### Document extract
================================
Much more than a sex kitten

Brigitte Bardot turns 70 Tuesday, and hasn't made a film in 30 years. Yet she remains one of the great movie stars of all time.

Sep 28, 2004 | It's the hair that always gets me. Yes, her body was fabulous, but the magic took place from the shoulders up. Those sparkling almond eyes; the laugh ("a soft brusque laugh that broke into shining crystals" -- Rimbaud); the full lips always slightly parted in anticipation, revealing a fetching gap between the two prominent front teeth; and above all, that messy blond mane. The sight of Brigitte Bardot's hair, as luxuriant and inviting as a love-tousled bed, will always go right to my blood stream. Ever since I first saw her in a movie, I have loved Brigitte Bardot without reason or cessation. She is my ultimate.

Bardot turns 70 on Sept. 28. Thirty years ago, on her 40th birthday, Bardot, who retired from movies in 1973 mainly to devote herself to animal rights (she never cared much about being a movie star), said, "The myth of B.B. is finished. Perhaps in five years people will have forgotten me, maybe not."
================================
### Data excerpts
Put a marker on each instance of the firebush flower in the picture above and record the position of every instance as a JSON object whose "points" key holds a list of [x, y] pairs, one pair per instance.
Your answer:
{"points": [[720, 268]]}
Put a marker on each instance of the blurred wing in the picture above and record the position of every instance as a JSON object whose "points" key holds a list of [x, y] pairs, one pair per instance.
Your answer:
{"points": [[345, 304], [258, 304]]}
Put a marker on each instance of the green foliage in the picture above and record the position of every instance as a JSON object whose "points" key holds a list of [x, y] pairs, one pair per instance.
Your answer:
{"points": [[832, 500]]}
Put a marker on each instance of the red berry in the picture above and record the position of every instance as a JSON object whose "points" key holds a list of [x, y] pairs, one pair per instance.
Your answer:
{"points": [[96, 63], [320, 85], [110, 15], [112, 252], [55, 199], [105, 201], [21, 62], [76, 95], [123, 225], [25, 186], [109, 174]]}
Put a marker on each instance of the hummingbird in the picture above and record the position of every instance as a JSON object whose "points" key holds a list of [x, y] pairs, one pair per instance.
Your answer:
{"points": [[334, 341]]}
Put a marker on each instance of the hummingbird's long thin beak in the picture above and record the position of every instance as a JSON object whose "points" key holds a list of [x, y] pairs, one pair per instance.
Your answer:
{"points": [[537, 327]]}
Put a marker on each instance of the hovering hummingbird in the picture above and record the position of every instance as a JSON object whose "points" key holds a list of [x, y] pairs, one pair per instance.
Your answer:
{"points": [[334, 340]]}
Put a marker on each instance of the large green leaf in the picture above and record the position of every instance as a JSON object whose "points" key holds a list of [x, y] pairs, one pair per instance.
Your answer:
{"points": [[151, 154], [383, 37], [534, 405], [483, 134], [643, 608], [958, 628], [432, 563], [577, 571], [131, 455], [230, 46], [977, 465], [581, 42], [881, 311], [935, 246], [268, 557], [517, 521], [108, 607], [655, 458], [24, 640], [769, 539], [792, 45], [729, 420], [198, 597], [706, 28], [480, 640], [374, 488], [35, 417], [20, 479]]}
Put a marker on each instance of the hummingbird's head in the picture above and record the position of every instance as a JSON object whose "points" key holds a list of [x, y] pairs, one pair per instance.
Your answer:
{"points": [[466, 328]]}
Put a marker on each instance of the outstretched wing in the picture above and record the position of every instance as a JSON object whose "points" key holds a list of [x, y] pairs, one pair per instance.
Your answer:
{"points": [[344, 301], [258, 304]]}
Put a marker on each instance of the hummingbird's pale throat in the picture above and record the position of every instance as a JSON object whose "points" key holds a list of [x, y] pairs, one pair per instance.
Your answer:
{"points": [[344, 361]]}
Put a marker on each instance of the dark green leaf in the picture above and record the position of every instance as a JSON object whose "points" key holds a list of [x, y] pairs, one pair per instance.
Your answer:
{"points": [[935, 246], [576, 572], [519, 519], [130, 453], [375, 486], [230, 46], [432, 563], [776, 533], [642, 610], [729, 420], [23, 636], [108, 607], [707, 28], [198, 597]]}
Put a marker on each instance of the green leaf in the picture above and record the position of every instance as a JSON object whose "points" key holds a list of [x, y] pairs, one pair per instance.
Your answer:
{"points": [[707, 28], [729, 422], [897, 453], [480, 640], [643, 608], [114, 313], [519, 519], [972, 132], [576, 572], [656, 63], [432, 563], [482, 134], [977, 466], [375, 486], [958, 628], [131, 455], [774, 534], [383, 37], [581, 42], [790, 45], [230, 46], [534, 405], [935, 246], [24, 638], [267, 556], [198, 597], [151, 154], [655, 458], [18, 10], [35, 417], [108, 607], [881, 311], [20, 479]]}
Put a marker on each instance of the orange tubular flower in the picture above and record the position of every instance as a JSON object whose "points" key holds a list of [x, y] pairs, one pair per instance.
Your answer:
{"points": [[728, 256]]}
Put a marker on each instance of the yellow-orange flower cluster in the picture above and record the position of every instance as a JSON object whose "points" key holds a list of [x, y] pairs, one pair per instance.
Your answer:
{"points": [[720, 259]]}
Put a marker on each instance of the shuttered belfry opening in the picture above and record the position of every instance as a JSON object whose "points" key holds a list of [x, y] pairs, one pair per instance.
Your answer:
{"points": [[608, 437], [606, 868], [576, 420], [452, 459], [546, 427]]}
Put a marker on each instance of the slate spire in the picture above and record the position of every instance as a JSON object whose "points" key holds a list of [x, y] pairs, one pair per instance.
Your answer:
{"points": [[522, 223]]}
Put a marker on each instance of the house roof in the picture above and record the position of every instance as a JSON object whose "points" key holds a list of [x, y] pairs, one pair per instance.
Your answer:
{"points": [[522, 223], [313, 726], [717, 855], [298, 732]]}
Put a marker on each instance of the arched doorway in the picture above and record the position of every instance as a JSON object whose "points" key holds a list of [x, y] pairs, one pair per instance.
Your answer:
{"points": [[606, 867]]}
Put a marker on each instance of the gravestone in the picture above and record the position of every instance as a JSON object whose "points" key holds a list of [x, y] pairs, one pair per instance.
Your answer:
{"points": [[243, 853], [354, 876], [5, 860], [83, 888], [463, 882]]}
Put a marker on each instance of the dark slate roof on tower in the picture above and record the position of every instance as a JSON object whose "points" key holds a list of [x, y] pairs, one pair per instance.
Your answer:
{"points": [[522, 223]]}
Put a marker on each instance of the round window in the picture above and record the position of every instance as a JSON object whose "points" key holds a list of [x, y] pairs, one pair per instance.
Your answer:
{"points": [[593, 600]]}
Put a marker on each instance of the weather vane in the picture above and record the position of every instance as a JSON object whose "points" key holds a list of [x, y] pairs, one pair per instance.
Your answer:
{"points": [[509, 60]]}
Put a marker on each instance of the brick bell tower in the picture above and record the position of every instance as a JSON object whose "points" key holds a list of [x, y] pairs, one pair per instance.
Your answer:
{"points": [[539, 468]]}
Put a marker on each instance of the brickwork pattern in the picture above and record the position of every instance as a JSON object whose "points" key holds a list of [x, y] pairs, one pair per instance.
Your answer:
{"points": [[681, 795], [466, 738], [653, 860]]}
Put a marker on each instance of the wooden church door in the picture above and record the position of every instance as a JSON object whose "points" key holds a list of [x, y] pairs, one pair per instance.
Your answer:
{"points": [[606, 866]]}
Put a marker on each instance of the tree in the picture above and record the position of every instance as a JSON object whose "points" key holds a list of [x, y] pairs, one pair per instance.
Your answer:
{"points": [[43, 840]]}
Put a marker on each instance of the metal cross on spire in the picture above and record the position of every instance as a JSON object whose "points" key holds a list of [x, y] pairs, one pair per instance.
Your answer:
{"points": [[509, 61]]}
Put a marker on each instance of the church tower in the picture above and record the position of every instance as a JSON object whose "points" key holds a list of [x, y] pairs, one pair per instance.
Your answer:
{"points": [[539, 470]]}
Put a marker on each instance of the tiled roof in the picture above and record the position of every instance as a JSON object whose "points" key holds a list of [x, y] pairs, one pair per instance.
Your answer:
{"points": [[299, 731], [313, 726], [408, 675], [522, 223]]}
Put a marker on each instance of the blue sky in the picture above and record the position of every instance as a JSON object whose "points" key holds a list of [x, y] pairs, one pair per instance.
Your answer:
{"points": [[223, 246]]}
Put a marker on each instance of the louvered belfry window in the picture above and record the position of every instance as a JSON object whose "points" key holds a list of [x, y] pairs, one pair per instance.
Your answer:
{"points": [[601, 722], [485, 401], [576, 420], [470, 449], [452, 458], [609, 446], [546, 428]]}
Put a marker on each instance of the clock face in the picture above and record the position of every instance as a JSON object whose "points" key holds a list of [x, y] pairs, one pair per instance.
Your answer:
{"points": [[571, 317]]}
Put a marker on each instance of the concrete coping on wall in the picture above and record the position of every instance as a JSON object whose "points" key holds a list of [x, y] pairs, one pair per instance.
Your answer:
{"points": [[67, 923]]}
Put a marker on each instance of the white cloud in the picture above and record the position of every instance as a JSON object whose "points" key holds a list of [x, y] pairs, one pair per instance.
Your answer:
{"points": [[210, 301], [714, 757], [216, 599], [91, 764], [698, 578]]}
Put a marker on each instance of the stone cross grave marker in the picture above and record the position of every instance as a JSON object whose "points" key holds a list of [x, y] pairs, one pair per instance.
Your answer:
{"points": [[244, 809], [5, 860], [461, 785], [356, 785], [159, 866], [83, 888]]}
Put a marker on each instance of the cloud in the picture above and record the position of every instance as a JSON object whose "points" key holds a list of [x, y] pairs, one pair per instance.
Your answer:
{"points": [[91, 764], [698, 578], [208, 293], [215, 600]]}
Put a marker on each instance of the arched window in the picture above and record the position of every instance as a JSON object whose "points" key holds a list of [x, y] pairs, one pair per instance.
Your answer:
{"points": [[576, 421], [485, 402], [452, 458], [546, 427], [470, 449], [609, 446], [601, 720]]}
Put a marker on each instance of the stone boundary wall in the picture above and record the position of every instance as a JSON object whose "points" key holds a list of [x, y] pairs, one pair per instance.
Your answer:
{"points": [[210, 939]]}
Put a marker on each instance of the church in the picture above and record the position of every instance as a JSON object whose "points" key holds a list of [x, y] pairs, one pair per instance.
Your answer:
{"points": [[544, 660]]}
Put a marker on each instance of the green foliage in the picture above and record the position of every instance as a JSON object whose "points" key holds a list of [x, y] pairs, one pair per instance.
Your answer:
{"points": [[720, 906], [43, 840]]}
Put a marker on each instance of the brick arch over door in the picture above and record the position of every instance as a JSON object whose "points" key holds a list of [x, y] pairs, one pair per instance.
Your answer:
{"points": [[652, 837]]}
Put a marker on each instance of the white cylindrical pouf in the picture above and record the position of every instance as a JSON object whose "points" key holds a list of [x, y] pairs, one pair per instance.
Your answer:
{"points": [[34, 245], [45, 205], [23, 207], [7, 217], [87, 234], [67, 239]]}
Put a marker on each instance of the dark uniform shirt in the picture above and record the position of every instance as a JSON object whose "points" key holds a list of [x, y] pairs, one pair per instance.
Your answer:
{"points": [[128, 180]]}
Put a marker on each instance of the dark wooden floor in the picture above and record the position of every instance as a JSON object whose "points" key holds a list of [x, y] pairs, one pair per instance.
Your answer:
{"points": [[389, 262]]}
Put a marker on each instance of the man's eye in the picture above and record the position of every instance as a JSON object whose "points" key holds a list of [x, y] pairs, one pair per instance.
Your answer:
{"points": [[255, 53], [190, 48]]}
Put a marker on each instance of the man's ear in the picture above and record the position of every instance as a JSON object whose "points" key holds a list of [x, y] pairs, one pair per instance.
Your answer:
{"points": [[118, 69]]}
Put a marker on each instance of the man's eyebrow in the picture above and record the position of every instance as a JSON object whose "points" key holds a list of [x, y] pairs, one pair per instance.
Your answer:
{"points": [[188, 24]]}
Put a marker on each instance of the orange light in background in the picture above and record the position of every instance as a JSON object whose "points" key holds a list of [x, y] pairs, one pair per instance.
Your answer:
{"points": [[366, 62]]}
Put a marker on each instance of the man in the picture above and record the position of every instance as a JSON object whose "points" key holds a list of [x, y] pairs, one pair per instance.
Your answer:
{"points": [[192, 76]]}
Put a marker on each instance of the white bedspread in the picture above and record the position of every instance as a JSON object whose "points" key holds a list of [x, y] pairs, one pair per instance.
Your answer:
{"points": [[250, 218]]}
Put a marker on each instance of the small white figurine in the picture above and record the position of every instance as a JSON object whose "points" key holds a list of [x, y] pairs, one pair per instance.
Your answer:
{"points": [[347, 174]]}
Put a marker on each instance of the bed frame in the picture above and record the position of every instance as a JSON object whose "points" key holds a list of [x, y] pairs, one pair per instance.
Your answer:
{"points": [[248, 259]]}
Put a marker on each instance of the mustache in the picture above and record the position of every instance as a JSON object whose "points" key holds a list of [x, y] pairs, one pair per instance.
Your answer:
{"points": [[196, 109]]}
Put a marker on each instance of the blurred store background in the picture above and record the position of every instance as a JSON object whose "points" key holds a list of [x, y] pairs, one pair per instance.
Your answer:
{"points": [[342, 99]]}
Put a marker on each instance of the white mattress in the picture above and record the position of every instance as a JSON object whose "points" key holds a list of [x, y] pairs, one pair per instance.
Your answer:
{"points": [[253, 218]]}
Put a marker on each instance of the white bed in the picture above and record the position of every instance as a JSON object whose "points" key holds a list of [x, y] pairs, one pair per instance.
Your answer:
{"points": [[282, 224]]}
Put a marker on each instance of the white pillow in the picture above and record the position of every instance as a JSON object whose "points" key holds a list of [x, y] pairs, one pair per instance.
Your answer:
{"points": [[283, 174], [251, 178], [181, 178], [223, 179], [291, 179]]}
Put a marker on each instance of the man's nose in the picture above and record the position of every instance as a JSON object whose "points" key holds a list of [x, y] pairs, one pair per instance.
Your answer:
================================
### Problems
1: From the Bardot tribute, print everything from "Much more than" down to "of all time.".
2: List each feature of Bardot's named in the series that follows "the magic took place from the shoulders up" in the Bardot tribute.

### Answers to the exercises
1:
Much more than a sex kitten

Brigitte Bardot turns 70 Tuesday, and hasn't made a film in 30 years. Yet she remains one of the great movie stars of all time.

2:
- Sparkling almond eyes
- The laugh
- Full lips
- Messy blond mane